REQUIRED WORK: Quote the data below verbatim, leaving out the pictures.

-------- THE DATA --------

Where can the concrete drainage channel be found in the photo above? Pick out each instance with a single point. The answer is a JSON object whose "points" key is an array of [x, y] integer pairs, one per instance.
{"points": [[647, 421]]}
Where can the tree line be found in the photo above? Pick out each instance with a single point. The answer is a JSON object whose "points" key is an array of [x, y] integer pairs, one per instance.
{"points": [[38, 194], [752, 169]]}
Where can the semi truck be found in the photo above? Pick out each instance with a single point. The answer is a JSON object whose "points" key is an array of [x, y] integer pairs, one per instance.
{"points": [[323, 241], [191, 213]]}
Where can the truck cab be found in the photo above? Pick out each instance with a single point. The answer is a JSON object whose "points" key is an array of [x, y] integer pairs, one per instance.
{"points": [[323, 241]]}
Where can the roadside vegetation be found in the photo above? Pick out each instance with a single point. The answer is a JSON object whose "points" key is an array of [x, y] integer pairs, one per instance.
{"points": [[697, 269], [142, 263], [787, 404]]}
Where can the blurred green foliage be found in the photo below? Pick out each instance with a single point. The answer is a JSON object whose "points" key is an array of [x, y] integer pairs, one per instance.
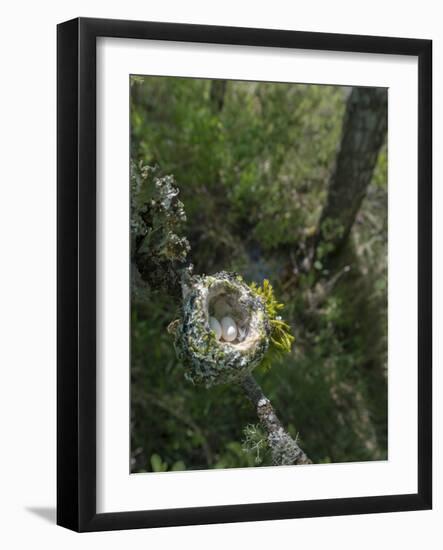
{"points": [[253, 176]]}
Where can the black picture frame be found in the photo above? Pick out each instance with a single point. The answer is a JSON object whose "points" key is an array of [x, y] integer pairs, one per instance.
{"points": [[76, 274]]}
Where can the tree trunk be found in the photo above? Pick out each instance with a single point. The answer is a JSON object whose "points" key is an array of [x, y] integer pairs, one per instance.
{"points": [[364, 132]]}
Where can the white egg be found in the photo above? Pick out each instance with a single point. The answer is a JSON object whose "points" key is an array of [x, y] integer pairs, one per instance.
{"points": [[215, 327], [229, 329]]}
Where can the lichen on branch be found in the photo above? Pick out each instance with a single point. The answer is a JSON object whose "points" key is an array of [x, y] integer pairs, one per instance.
{"points": [[158, 247], [159, 252]]}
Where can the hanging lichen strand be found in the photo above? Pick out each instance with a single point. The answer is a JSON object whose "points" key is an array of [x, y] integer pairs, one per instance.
{"points": [[226, 328]]}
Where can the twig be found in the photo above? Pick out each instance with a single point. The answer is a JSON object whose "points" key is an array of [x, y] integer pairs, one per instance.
{"points": [[285, 450]]}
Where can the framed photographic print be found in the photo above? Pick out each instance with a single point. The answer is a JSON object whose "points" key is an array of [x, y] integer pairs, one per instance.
{"points": [[244, 274]]}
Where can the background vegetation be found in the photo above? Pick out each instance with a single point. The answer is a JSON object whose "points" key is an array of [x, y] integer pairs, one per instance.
{"points": [[254, 163]]}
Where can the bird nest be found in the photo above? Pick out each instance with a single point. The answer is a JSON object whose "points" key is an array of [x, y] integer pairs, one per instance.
{"points": [[224, 332]]}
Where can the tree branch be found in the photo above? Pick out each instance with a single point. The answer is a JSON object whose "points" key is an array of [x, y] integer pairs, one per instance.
{"points": [[285, 450]]}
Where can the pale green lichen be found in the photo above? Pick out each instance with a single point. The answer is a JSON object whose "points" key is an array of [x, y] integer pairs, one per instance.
{"points": [[207, 360]]}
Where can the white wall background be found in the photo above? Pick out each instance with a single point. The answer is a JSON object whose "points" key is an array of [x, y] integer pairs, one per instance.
{"points": [[27, 289]]}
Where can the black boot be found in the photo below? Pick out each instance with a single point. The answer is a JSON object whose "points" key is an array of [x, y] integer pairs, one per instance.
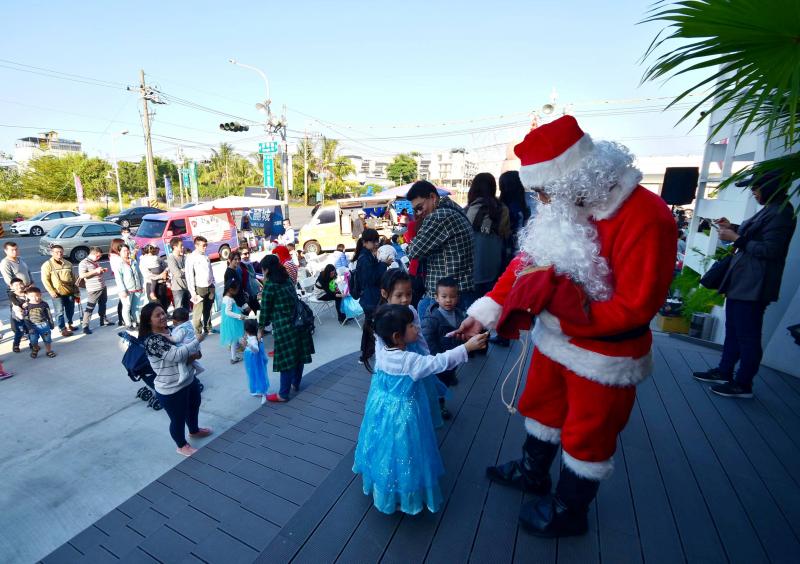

--------

TASK OUTPUT:
Where can the concrete drainage channel be found in the photo above? Pick out each instance with a single point. The answer is a JSON object whose "points" key is an array of [x, y] integer pairs, one per instance.
{"points": [[647, 421]]}
Where can the tree line be found in the photo above? Pick out each instance with a single point. The answer is a JSON object whose "points" key is an array of [x, y] integer pairs, one per instance.
{"points": [[38, 194], [752, 169]]}
Where can the semi truck be found in the photo above? Pick out each instance with a single point. The answer is a JSON object whose "points" key is an array of [x, y] integer pairs, one per instance.
{"points": [[323, 241], [191, 213]]}
Where can the truck cab be found in the photo above? Pick out each instance with a single point. The answer is a JSON object whose "points" key is an array of [x, y] integer pairs, one per instance.
{"points": [[323, 241]]}
Where can the roadside vegetation be found in the photo above? Pick out each instance with a single point. The answer is a JSON object whose "points" key is an array of [x, y] integer pairs, one per instance.
{"points": [[697, 269], [142, 263], [787, 404]]}
Where can the blurred green foliage be found in the photo below? Pick out each instance with a single point. The answer is a JSON object whose "points" key is an array of [x, y] integer pairs, one per instance.
{"points": [[253, 176]]}
Where can the black picture frame be found in the photo above? Pick out each instance with a single point. The answer is a JSON object whose "points" key is an array of [x, y] integer pairs, one per instance.
{"points": [[76, 274]]}
Where can the tree trunk be found in the photo above? Pick out each instance with a single point. The answer is a JSON object whose "points" key is an array of [x, y] integer pairs, one per instance.
{"points": [[364, 132]]}
Where can the white egg be found in the photo above? Pick out each instance with a single point. The answer is a JSON object whose "points" key is an array of [x, y] integer pairs, one per instance.
{"points": [[215, 327], [229, 329]]}
Where can the lichen on branch be found in the photo above? Pick out each instance with a single point. The answer is a JSON object whose "points" key is an array of [x, y] integer pairs, one per instance.
{"points": [[158, 247], [159, 252]]}
Where can the hanging lichen strand be found in the photo above? Pick out each instance with a single point. The answer is a JSON object whose "points" key is an array of [x, y] integer pairs, one per instance.
{"points": [[226, 328]]}
Where can the twig be found in the photo above? Pick out each instance with a single point. The answer is a JSON object whose "points" key is an array of [x, y] integer pairs, one per instance.
{"points": [[285, 450]]}
Where can the framed photographic print be found in the photo above? Pick out each instance with a single point. The answer is a JSON object whose "points" key is an array of [x, y] integer pairs, one per instance.
{"points": [[244, 274]]}
Where can the background vegetation be found in the photo above? Pick out each instance with a single point. The answer is a JSON object whose "points" key is an array of [x, y] integer pairs, one per instance.
{"points": [[254, 163]]}
Where can the bird nest be found in the photo above? Pick out each instance with a single point. The answer is a JSON object whose "points" key is an array of [x, y] integer pairs, one per instance.
{"points": [[224, 332]]}
Where can the tree branch be found in the photo above? Pick out each instance with a single point. The answer is a JSON object whose "points" key is an array of [x, y] integer pairs, one per instance.
{"points": [[285, 450]]}
Where can the pale green lichen be found in the photo above? Pick out each instance with a single point. The answer is a JSON object whose "points" key is an array of [x, y] integer pairs, one per instance.
{"points": [[207, 360]]}
Where can the white wall background be found in the photo above? Pick out each instance with a single point. The answer is a JSON object whose "points" key is an array of [x, y] integer pairs, one per instance.
{"points": [[27, 289]]}
Where can the black boot be found in the photo below? Pick out each instance with a single point. The answer is a JSON object whose "points" key is an array of [x, y] integer pairs, one per instance.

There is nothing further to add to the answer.